### Task requirements
State how many lines of the items below contain the word "woman". Give the number alone.

### Rows
::::::::::
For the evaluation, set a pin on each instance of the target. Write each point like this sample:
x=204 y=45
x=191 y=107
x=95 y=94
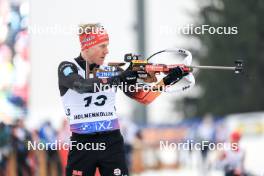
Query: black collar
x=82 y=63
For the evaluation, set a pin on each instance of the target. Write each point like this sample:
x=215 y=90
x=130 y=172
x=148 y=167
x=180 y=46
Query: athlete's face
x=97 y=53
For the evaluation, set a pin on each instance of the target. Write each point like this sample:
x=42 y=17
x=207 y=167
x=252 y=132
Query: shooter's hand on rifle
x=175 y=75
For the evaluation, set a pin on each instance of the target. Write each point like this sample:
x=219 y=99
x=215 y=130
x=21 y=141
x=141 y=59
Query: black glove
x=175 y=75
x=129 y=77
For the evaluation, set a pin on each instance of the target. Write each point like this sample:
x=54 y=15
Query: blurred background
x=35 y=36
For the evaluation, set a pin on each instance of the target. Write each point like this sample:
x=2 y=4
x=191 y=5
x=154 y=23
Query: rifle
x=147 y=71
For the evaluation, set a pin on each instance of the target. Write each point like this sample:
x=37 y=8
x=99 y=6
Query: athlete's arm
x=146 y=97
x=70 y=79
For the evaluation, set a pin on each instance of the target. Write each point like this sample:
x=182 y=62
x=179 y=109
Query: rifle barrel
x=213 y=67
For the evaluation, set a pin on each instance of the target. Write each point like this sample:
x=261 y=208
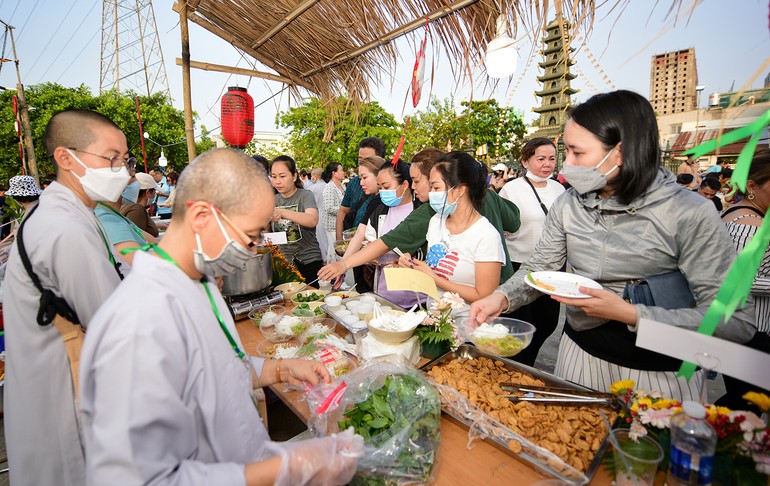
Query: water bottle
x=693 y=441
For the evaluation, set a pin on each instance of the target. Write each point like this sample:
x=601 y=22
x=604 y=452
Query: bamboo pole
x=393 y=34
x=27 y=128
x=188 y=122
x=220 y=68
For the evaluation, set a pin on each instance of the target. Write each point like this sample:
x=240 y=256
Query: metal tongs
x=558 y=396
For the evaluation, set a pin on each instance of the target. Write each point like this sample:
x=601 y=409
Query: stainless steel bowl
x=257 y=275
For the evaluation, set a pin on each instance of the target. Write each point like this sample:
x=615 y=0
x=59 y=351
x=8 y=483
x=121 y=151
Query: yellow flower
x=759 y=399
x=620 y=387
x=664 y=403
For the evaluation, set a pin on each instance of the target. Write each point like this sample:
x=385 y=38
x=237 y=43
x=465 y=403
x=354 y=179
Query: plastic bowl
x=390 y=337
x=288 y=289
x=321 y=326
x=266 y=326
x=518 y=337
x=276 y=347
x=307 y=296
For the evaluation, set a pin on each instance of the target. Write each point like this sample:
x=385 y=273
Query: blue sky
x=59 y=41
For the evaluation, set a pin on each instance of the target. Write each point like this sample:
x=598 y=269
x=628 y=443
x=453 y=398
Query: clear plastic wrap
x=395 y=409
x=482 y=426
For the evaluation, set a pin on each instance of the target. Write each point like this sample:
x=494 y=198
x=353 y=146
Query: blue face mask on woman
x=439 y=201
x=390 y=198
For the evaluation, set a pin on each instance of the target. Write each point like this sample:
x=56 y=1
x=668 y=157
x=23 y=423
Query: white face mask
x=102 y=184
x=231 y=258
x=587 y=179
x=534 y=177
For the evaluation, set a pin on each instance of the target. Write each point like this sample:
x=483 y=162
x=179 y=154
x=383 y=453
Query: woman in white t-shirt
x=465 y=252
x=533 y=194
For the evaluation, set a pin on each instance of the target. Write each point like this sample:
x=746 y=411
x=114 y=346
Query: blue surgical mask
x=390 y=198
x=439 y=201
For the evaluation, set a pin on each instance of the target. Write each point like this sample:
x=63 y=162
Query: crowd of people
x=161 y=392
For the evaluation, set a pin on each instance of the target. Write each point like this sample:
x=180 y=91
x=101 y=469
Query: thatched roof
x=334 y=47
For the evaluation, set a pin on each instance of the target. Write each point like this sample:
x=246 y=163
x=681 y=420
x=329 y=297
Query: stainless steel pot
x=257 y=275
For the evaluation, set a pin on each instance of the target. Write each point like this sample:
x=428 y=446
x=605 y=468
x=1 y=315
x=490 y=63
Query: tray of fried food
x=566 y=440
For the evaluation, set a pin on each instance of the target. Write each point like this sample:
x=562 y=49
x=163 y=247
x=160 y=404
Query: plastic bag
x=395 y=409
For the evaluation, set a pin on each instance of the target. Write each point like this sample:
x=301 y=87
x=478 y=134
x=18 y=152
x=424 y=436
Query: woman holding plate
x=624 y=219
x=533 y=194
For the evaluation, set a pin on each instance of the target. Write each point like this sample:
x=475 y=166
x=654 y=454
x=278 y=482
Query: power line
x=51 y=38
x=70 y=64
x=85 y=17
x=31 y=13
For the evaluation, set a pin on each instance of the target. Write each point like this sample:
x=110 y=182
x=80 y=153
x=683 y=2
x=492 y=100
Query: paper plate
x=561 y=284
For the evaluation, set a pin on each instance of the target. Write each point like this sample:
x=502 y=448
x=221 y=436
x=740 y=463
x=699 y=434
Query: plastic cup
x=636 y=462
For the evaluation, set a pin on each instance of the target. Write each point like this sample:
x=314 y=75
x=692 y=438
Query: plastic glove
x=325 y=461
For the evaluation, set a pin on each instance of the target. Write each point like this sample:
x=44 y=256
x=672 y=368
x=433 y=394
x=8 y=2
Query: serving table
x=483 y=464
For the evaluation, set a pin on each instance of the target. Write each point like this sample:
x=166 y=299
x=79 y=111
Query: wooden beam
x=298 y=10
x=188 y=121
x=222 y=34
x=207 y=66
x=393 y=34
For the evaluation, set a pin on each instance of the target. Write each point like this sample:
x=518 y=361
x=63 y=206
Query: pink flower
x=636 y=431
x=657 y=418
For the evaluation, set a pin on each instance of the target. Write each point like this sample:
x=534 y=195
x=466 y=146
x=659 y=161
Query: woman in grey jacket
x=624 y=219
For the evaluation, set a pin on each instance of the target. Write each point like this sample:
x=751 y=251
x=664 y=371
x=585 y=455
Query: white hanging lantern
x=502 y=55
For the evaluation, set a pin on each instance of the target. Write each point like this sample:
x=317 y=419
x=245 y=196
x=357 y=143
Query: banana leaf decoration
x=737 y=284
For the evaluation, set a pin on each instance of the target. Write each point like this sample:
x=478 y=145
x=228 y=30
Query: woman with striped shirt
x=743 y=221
::::::::::
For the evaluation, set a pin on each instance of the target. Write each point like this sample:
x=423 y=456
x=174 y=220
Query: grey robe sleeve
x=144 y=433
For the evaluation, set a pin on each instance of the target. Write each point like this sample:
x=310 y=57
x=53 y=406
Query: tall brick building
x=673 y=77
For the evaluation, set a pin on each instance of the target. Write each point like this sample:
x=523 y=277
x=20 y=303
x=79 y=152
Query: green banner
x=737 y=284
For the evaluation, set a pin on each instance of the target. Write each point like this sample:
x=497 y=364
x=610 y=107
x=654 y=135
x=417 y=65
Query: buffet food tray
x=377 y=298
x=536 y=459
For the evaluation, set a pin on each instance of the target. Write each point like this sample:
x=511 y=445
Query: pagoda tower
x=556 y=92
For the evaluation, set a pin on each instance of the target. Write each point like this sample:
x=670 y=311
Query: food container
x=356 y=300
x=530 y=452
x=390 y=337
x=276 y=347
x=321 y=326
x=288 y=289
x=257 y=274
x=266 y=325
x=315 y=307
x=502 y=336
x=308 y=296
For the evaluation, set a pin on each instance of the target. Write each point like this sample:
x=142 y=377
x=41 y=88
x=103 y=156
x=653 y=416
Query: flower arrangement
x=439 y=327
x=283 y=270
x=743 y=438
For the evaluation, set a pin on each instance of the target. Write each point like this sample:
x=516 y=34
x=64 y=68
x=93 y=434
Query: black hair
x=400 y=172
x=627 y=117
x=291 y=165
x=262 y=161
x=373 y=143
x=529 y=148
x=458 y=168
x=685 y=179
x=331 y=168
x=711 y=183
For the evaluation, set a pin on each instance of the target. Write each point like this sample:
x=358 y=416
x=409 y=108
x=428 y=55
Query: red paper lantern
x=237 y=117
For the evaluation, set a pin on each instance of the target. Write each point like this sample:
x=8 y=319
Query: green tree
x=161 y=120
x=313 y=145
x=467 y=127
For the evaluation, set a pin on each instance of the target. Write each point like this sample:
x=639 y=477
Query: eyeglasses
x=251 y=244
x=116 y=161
::::::::::
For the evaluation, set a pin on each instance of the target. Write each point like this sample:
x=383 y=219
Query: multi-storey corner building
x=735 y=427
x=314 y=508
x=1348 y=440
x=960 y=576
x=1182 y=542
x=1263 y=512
::::::::::
### Exercise answer
5